Task input:
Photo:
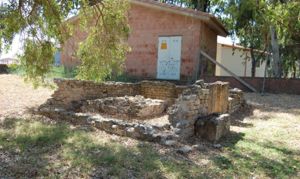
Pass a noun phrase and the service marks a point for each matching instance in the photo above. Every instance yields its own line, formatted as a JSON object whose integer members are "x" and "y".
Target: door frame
{"x": 180, "y": 63}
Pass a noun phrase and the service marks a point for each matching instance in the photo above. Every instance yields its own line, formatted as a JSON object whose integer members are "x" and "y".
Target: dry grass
{"x": 264, "y": 143}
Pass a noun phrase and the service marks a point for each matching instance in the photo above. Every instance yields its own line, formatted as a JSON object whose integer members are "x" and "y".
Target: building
{"x": 9, "y": 61}
{"x": 166, "y": 41}
{"x": 238, "y": 60}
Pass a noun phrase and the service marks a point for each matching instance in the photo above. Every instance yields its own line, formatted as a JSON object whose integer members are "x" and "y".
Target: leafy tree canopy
{"x": 42, "y": 27}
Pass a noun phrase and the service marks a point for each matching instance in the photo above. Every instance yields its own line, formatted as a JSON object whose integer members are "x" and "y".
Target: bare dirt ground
{"x": 17, "y": 97}
{"x": 264, "y": 143}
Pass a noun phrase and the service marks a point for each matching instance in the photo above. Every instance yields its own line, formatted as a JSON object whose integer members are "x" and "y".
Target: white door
{"x": 169, "y": 58}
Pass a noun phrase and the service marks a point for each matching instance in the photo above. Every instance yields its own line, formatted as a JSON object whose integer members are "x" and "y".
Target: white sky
{"x": 16, "y": 47}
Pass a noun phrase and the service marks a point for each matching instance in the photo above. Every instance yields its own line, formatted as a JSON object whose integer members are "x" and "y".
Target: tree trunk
{"x": 253, "y": 63}
{"x": 277, "y": 71}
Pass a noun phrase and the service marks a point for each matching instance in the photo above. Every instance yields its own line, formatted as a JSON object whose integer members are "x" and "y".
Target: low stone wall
{"x": 197, "y": 101}
{"x": 186, "y": 105}
{"x": 70, "y": 92}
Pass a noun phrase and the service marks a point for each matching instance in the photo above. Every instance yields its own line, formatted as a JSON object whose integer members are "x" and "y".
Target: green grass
{"x": 269, "y": 148}
{"x": 56, "y": 71}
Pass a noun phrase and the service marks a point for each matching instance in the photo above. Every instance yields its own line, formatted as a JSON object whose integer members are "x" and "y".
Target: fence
{"x": 272, "y": 85}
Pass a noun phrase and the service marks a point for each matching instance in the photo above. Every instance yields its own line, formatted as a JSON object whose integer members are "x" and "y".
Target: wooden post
{"x": 228, "y": 71}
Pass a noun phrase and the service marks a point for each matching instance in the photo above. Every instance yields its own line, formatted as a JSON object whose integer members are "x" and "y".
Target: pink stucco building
{"x": 165, "y": 40}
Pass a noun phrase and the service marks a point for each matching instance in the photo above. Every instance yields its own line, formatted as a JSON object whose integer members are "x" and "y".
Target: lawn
{"x": 263, "y": 143}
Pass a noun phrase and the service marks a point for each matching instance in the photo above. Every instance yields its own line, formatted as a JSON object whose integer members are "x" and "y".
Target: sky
{"x": 16, "y": 47}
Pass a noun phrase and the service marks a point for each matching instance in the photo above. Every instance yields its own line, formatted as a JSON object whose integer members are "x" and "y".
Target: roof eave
{"x": 209, "y": 19}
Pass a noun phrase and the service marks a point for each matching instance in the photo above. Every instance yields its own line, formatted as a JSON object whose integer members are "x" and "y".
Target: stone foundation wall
{"x": 197, "y": 101}
{"x": 70, "y": 92}
{"x": 193, "y": 110}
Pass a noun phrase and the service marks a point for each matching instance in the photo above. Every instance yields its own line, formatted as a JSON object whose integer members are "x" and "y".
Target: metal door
{"x": 169, "y": 58}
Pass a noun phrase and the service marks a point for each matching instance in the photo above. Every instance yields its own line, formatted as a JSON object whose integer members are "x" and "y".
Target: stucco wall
{"x": 147, "y": 25}
{"x": 235, "y": 62}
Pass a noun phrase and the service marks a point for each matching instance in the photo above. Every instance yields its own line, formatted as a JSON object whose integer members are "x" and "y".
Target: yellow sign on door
{"x": 164, "y": 45}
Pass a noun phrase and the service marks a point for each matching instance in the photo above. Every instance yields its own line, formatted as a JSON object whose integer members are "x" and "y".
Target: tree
{"x": 259, "y": 24}
{"x": 42, "y": 26}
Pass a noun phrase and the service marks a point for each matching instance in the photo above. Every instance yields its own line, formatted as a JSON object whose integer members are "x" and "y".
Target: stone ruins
{"x": 149, "y": 110}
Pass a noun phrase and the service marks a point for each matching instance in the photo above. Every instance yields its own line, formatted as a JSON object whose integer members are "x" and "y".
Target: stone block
{"x": 212, "y": 127}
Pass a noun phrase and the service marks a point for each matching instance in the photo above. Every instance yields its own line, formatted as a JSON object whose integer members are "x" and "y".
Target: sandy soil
{"x": 17, "y": 97}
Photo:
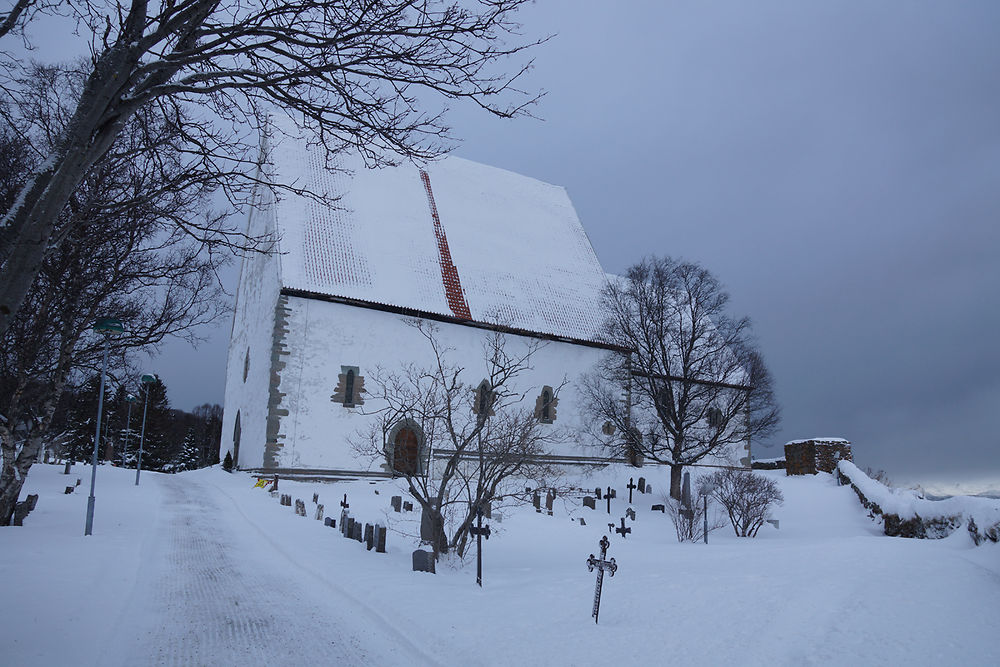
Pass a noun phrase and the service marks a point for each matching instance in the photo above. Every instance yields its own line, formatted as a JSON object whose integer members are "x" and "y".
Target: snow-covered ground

Your goal:
Leave out the pictures and transcribe the entries above exactly.

Response below:
Photo:
Pass a noun phrase and the service marks a point for each matching instance in the photo above. Every instance yields its own line, formatted as a JSON object whose integer members are "x" and "y".
Target: door frame
{"x": 180, "y": 63}
Pass a noun phrase and the service marks a point for each matching instance in the photo above. Every instance yields its own line, formatted as a JSON object whose integer members are "x" and "y".
Target: dry grass
{"x": 264, "y": 143}
Pass a noun phrase and the service marks a point for each matching instance in the photo above. Every instance yields its own line, formatted as a JSON object whose integer members are "x" and "y".
Target: building
{"x": 9, "y": 61}
{"x": 166, "y": 41}
{"x": 238, "y": 60}
Pass a noun phrase and the service marks a point for each matching instance in the photo above. Every instance yields its own line, formatted as a JSON object whose integer members are "x" and "y".
Target: leafy tree canopy
{"x": 42, "y": 27}
Pass a noun phrase and the service marks a point for each matching instance in the photo above. Every instance yields its own line, formatted as a JSON object whose integer members are "x" and "y".
Target: bare dirt ground
{"x": 17, "y": 97}
{"x": 264, "y": 143}
Pass a noun phrase and the service marks a point for each matching instance in the photo above. Every instance yields its own line, formatted as a JSON object whose integer members are "x" and "y".
Target: white door
{"x": 169, "y": 58}
Pass a noun phrase and the service marks a point for each matching instance in the photo above. Every instance yields its own line, formatted as a JSON object whose integer members are "x" and "y".
Target: white sky
{"x": 16, "y": 47}
Pass a noun phrase and the service marks a point for each matching instance in the photo above. Every instance yields its own line, formatted as a JSON object whose integer members are "x" and "y".
Target: tree trunk
{"x": 253, "y": 63}
{"x": 277, "y": 71}
Pass a noun phrase and the service marks a point for each matching instance in the photo above. Every instance yields its own line, formatted as a JSON object whose integer members are "x" and "y".
Target: low stone wall
{"x": 197, "y": 101}
{"x": 186, "y": 105}
{"x": 70, "y": 92}
Pass a noun phrase and the service marks a point for each matching instance in the photo above. Every instance yields its own line, formatted as a JSON object whose integer members are "x" and "y".
Target: green grass
{"x": 269, "y": 148}
{"x": 56, "y": 71}
Pass a noun phrase and the service marks a point for each matching instance in the photo above. Every instance yields its own line, formatted as a JSON object whose integer members are "x" and "y".
Target: fence
{"x": 272, "y": 85}
Pass a noun phrase and the service marks a point for each matching instance in the photo above. Every instance yields its own line, formatted as a JSON object whose integer members are "x" and "y".
Target: wooden post
{"x": 228, "y": 71}
Pass a noun phrase and the service marks a point for each matching instance in the photo above. Every instance yields its own line, formatted as a JSON object whose integer members are "x" and "y".
Target: pink stucco building
{"x": 165, "y": 40}
Pass a noun phrase and the service marks a point for each matching instance in the photo above. Every instance yields its own line, formatted as a JSON object whose integer members are "x" and "y".
Target: lawn
{"x": 263, "y": 143}
Pass a noun phrase and the service marks a point for each matching instance in the photo above. Every instance yields its own line, formatted as a JSON object whose integer members are "x" and "y".
Target: sky
{"x": 16, "y": 47}
Pass a noun phrase and the service marks a point for each matching instance in the photo above. Every instance yields its own line, formatted as a JSON object whose integer members are "x" and "y".
Target: roof eave
{"x": 209, "y": 19}
Pass a noun phrase and the service marks a point for each matching instance in the photo above. Every instance yields its own line, formatted as a JSON object whose integer members are "x" and "y".
Target: stone foundation wall
{"x": 197, "y": 101}
{"x": 70, "y": 92}
{"x": 193, "y": 110}
Pass a noun phrase and the service marks a point for each matching instance in the photo above. Every instance yields its own line, formatted as a JSON object whose integer members are "x" and "y".
Target: metal door
{"x": 169, "y": 58}
Pass a noun phrase and the service marks a point for each matching instance in the photo above. Every instance yields its own line, formatted as a JSON object whose integer members are "x" and "y".
Target: stucco wall
{"x": 147, "y": 25}
{"x": 235, "y": 62}
Pass a noun phrase and the service marks a point for each matching instance in the photo above. Every instance yields its own line, formatted as a JSON object whose integer members are "x" and "y".
Target: yellow sign on door
{"x": 164, "y": 45}
Pass a noun phrase and the service marks a point for each matching instance in the photo above. Every instance yields its own line, formatted as a JSON object whose integer members are "x" and "y".
Target: tree
{"x": 259, "y": 24}
{"x": 42, "y": 26}
Pass a noun phrase and the service marks a point for each matching instance in the photo above. Every instance yields its own line, formatted as a JSON object whose integer members are "x" and "y".
Target: stone ruins
{"x": 149, "y": 110}
Pass a noun phrase and the service marks a point for each matching instance in the photo above. Every instance yields its own line, formatted as a JSON object whose integer members are "x" and "y".
Target: stone block
{"x": 212, "y": 127}
Pass a noun phrase and the service marks a point for each matching instance in the photo above. Every instance yields its own line, formatted as a JSON object whose integer members are "x" and "y".
Target: sandy soil
{"x": 17, "y": 97}
Photo:
Pass a noun phrase and the service marks a point for each matching instance in the photo above. Every instance yields its own line, formatted as a JSON object whose integer members are "x" and "y".
Target: snow-covered ground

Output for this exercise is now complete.